=== Section Start ===

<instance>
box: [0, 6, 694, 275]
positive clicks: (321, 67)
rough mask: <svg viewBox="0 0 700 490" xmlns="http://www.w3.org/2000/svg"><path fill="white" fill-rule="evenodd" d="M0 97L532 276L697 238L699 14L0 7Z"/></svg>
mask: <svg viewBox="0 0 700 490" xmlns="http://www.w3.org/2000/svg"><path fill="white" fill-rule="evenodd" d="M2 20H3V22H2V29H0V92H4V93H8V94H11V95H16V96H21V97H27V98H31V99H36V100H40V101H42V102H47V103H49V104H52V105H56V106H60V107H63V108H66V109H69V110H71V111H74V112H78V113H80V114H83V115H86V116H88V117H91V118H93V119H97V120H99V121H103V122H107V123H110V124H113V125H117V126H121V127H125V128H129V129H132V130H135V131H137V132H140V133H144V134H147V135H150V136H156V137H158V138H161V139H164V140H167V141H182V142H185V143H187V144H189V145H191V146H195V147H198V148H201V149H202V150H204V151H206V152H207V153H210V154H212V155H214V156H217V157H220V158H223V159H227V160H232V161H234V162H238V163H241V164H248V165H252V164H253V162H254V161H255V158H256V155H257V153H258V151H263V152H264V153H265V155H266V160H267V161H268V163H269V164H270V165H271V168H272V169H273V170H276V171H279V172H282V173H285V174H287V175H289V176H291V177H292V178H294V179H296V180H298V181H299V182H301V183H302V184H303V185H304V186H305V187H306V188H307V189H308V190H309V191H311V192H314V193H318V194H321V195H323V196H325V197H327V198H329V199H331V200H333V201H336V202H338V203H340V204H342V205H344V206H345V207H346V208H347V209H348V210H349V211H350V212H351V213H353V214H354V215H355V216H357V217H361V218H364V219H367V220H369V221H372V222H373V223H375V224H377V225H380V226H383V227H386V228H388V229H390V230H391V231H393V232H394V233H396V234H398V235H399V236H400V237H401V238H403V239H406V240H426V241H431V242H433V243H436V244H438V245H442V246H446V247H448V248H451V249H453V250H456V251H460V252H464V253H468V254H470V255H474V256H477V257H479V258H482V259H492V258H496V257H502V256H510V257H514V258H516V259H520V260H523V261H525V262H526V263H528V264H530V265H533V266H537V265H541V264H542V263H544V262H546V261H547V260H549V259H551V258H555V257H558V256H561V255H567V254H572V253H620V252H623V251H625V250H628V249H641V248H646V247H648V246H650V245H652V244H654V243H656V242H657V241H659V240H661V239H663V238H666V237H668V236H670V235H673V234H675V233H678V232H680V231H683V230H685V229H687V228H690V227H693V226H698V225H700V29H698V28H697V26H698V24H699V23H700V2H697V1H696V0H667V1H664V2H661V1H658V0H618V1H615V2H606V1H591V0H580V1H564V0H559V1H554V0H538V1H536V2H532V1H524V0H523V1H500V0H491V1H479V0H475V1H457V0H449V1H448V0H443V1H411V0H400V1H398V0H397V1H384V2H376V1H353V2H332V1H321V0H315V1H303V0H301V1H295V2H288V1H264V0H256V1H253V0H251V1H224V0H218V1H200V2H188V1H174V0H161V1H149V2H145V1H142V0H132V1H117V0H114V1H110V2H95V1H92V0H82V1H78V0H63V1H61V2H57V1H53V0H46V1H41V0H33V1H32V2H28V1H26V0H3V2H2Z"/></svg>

=== Section End ===

[What is required]: Repeat what the records above say. Use their exact words.

[Completed task]:
<instance>
box: [0, 6, 694, 275]
positive clicks: (321, 67)
rough mask: <svg viewBox="0 0 700 490" xmlns="http://www.w3.org/2000/svg"><path fill="white" fill-rule="evenodd" d="M0 97L532 276L697 238L699 14L0 7Z"/></svg>
mask: <svg viewBox="0 0 700 490" xmlns="http://www.w3.org/2000/svg"><path fill="white" fill-rule="evenodd" d="M2 20H3V22H2V29H0V92H4V93H8V94H11V95H16V96H21V97H27V98H31V99H36V100H40V101H42V102H47V103H49V104H52V105H56V106H60V107H63V108H66V109H69V110H71V111H74V112H78V113H80V114H83V115H86V116H88V117H91V118H93V119H97V120H99V121H103V122H107V123H110V124H113V125H117V126H121V127H125V128H129V129H132V130H135V131H137V132H140V133H144V134H147V135H150V136H156V137H158V138H161V139H164V140H167V141H182V142H185V143H187V144H189V145H191V146H195V147H198V148H201V149H202V150H204V151H206V152H207V153H210V154H212V155H214V156H217V157H220V158H223V159H227V160H232V161H234V162H238V163H241V164H248V165H252V164H253V162H254V161H255V158H256V155H257V153H258V151H263V152H264V153H265V155H266V160H267V161H268V163H269V164H270V165H271V168H272V169H273V170H276V171H279V172H282V173H285V174H287V175H289V176H291V177H292V178H294V179H296V180H298V181H299V182H301V183H302V184H303V185H304V186H305V187H306V188H307V189H308V190H309V191H311V192H314V193H318V194H321V195H323V196H325V197H327V198H329V199H331V200H333V201H336V202H338V203H340V204H342V205H344V206H345V207H346V208H347V209H348V210H349V211H350V212H351V213H353V214H354V215H355V216H357V217H361V218H364V219H367V220H369V221H372V222H373V223H375V224H377V225H380V226H383V227H386V228H388V229H390V230H391V231H393V232H394V233H396V234H398V235H399V236H400V237H401V238H403V239H406V240H426V241H431V242H433V243H436V244H438V245H442V246H446V247H448V248H451V249H453V250H456V251H460V252H464V253H468V254H470V255H474V256H477V257H479V258H482V259H492V258H496V257H502V256H510V257H514V258H516V259H520V260H523V261H525V262H526V263H528V264H530V265H533V266H537V265H541V264H542V263H544V262H546V261H547V260H549V259H551V258H555V257H558V256H561V255H567V254H572V253H620V252H623V251H625V250H628V249H641V248H646V247H648V246H650V245H652V244H654V243H656V242H657V241H659V240H661V239H663V238H666V237H668V236H670V235H673V234H675V233H678V232H680V231H683V230H685V229H687V228H690V227H693V226H698V225H700V29H698V28H697V26H698V24H699V23H700V2H697V1H696V0H667V1H664V2H661V1H658V0H618V1H615V2H606V1H591V0H580V1H564V0H559V1H554V0H538V1H536V2H532V1H524V0H523V1H500V0H491V1H479V0H475V1H457V0H449V1H448V0H443V1H411V0H400V1H398V0H397V1H384V2H376V1H353V2H332V1H321V0H315V1H303V0H301V1H295V2H288V1H264V0H256V1H253V0H251V1H224V0H218V1H200V2H188V1H174V0H161V1H149V2H145V1H142V0H132V1H117V0H114V1H110V2H95V1H92V0H82V1H78V0H63V1H61V2H57V1H53V0H46V1H41V0H33V1H32V2H28V1H26V0H3V2H2Z"/></svg>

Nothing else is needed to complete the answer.